### MATERIAL FOR THIS TASK
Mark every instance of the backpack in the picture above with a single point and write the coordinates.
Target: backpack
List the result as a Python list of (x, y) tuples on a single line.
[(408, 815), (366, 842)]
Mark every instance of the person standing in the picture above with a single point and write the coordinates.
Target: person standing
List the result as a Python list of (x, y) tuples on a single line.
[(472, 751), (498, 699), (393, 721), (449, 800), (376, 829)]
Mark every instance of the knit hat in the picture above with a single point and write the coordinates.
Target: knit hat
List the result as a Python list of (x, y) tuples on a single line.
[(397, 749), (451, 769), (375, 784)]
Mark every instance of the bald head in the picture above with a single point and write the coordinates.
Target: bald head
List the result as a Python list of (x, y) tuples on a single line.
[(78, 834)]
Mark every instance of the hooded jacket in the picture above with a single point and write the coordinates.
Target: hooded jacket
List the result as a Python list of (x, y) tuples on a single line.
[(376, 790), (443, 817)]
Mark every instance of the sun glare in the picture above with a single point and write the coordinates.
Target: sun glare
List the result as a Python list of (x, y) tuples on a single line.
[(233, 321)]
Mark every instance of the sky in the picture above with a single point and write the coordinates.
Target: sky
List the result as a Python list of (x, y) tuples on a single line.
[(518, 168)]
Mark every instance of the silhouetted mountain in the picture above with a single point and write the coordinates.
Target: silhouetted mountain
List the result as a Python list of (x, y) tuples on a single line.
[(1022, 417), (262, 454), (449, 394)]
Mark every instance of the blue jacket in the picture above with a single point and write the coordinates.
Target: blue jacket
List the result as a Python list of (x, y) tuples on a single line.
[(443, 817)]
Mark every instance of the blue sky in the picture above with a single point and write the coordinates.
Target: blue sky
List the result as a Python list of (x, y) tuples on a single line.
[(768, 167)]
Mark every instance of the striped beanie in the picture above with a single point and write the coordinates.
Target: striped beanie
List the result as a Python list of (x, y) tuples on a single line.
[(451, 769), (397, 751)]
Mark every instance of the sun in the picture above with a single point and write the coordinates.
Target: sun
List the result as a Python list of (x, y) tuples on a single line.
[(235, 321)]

### PROBLEM DESCRIPTION
Please reproduce, word for word, everything in the material from the line containing "Mark every instance of the knit" down to the line containing "[(397, 749), (451, 769), (375, 784)]", including both of those lines.

### FINISHED ANSWER
Mark every instance of the knit hat in the picture above with a single point and write the coordinates.
Target: knit hat
List the result as a Python list of (x, y) tuples on a single line.
[(397, 749), (451, 769), (375, 784)]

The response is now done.